- _WHAT YOU ARE ASKED TO DO_
Change "mongoDB" to "PostgreSQL database" in the work-log excerpt, and give the passage starting at "There were a" and ending at "mappers : faulting placeholders." with that substitution.

There were a lot of things that were very broken. It took a couple of hours, but I was able to clean this up and cut out a lot of mess. Getting it to a point that it can do the job for me starting tomorrow when I have to handle the really nasty problem - the InstrumentFactory.

That's going to be nasty.

Work on Serialization Scheme for Instruments

Monday, May 16th, 2011

I spent the first part of today working on getting the serialization scheme of the Instruments going so that I can save them to a persistent store of some kind. In the past, this has been a mongoDB, but that can easily change. There are a lot of issues to deal with, but the first pass was just getting the easy things serialized - the data ivars. The more complex problem was the links to other objects. There I took a hint from a lot of O-R mappers : faulting placeholders.

I can serialize out the identifier for the link, and then when everything is deserialized, scan back through the data and "re-link" the links as needed. It's really very simple.

I haven't worked out all the issues and something else has come up, but I'll get back to it.

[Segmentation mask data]

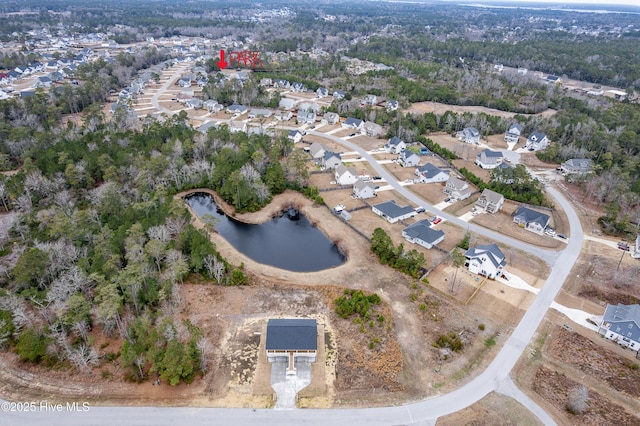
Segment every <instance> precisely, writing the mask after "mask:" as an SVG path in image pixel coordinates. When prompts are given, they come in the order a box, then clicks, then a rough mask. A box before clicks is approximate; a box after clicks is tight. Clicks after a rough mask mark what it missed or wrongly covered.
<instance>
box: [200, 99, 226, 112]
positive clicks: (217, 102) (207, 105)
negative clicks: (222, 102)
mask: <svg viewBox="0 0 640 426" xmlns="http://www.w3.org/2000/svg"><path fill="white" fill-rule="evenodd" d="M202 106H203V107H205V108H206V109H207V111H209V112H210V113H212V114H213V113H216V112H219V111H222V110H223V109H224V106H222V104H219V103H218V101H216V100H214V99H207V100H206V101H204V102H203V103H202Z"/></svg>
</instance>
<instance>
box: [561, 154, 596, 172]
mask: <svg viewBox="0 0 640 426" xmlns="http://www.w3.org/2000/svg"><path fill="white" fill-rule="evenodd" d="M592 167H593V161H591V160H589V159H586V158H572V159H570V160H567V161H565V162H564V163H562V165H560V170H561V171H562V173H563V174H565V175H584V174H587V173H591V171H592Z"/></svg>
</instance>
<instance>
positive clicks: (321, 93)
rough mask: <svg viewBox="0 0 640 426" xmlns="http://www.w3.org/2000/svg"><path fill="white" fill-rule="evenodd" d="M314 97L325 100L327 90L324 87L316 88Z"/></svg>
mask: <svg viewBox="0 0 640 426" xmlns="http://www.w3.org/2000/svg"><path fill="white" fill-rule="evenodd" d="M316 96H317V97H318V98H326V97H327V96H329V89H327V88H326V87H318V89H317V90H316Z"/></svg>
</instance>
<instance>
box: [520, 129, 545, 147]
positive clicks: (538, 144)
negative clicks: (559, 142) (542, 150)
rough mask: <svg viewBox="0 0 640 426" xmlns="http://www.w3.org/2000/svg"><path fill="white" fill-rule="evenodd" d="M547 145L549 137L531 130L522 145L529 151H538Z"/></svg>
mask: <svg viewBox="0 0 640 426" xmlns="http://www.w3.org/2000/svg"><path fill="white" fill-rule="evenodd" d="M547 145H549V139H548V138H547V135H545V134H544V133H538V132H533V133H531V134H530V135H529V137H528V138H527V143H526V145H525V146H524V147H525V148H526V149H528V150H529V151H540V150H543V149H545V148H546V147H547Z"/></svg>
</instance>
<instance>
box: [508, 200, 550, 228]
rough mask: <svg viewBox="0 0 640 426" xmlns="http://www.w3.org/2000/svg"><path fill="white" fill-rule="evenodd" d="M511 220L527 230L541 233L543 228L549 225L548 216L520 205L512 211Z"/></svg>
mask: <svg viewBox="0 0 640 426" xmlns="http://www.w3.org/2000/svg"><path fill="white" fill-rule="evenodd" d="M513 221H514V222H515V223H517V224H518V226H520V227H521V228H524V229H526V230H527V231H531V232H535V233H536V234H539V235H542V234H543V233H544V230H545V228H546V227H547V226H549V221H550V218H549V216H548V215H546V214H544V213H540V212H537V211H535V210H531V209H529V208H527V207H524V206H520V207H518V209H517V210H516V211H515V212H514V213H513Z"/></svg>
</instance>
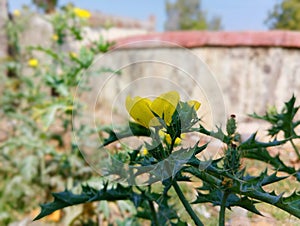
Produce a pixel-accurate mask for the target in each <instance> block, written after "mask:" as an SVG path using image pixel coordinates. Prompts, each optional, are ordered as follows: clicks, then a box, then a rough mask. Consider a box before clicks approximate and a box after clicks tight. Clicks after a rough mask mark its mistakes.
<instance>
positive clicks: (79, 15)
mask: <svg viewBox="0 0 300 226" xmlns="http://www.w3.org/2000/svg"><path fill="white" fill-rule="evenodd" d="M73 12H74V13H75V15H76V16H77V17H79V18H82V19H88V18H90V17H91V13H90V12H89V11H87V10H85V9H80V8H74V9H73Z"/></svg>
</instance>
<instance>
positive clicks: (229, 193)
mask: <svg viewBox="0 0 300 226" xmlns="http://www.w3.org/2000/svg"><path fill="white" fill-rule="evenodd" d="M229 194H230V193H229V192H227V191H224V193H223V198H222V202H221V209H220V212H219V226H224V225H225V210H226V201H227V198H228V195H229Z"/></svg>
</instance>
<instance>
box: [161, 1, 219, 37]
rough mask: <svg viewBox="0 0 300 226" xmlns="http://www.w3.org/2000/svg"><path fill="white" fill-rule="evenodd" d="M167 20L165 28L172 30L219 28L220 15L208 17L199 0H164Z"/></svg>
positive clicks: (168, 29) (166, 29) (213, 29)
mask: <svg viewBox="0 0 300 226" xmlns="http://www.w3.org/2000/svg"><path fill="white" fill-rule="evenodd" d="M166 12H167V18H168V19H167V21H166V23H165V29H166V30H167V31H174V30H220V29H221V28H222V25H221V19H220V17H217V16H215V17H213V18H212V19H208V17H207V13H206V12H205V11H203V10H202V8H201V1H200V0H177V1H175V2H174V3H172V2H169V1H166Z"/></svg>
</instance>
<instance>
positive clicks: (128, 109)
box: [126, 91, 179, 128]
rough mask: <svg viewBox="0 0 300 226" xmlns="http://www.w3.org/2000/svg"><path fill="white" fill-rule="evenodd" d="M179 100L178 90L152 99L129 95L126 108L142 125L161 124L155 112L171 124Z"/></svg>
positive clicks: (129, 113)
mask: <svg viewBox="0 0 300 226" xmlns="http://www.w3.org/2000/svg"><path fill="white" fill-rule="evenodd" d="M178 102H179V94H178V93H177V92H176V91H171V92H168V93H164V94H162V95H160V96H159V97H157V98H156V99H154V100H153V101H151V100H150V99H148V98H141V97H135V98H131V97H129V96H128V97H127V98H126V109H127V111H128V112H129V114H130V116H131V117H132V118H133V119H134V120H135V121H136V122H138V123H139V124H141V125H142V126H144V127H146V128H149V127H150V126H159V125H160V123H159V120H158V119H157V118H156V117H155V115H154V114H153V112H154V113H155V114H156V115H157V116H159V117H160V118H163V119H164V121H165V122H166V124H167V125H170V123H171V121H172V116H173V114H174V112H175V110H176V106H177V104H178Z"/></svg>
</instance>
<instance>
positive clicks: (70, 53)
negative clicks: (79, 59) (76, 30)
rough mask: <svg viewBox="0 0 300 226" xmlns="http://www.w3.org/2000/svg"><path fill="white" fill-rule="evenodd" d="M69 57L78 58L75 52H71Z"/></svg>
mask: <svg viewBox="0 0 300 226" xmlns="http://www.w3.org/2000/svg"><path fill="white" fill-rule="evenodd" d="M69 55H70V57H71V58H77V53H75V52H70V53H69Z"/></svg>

- _TASK OUTPUT_
There were a lot of things that were very broken. It took a couple of hours, but I was able to clean this up and cut out a lot of mess. Getting it to a point that it can do the job for me starting tomorrow when I have to handle the really nasty problem - the InstrumentFactory.

That's going to be nasty.

Work on Serialization Scheme for Instruments

Monday, May 16th, 2011

I spent the first part of today working on getting the serialization scheme of the Instruments going so that I can save them to a persistent store of some kind. In the past, this has been a PostgreSQL database, but that can easily change. There are a lot of issues to deal with, but the first pass was just getting the easy things serialized - the data ivars. The more complex problem was the links to other objects. There I took a hint from a lot of O-R mappers : faulting placeholders.